(Supplied material Opens)

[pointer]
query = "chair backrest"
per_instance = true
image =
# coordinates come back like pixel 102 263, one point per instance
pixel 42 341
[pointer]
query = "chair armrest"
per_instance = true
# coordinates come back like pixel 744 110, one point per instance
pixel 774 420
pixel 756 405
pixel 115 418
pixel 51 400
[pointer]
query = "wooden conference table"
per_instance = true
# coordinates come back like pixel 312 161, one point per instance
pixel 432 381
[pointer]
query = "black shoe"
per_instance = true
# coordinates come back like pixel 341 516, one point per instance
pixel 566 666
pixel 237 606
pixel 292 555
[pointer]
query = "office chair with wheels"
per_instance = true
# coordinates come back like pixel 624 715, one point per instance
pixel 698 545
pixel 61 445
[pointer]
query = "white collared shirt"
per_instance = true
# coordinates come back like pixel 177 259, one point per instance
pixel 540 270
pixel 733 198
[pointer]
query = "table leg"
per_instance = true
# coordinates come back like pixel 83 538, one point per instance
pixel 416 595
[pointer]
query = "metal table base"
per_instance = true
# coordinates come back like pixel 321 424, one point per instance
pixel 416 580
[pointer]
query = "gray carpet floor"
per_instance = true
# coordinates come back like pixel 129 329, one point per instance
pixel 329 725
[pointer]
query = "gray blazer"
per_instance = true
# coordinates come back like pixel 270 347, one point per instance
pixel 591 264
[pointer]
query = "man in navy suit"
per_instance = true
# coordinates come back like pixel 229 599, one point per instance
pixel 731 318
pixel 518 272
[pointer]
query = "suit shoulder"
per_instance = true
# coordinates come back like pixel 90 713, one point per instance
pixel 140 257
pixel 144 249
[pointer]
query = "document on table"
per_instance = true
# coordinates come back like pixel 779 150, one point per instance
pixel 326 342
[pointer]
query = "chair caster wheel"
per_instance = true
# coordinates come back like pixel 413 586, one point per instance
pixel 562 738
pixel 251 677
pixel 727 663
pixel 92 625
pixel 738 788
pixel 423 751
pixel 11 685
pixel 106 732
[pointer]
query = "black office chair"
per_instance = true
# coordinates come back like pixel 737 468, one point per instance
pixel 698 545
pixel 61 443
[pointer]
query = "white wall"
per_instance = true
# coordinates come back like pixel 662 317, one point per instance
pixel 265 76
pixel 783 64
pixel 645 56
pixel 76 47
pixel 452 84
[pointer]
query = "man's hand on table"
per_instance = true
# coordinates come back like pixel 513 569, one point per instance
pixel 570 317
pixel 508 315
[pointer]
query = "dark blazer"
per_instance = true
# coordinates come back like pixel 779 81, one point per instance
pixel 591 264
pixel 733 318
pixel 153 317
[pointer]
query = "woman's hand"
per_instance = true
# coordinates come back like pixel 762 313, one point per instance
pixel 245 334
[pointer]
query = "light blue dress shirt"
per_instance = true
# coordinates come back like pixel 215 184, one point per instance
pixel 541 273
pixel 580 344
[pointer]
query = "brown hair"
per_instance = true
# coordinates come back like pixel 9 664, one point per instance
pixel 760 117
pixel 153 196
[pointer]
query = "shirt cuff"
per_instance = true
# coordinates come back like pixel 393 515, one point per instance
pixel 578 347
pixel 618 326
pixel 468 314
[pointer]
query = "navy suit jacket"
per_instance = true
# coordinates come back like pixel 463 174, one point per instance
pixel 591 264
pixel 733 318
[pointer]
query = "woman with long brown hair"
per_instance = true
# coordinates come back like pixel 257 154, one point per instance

(Supplied material Closes)

## Directions for this task:
Each line of the data that has the string "office" should be returned.

## Solution for this task:
query = "office chair with wheels"
query = "black office chair"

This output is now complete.